- ASSIGNMENT
Would you filter these records and copy every line that has the word "Target"?

(Records drawn from a dataset)
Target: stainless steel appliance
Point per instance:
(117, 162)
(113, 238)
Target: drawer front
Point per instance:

- WRITTEN ANSWER
Target: stainless steel appliance
Target: drawer front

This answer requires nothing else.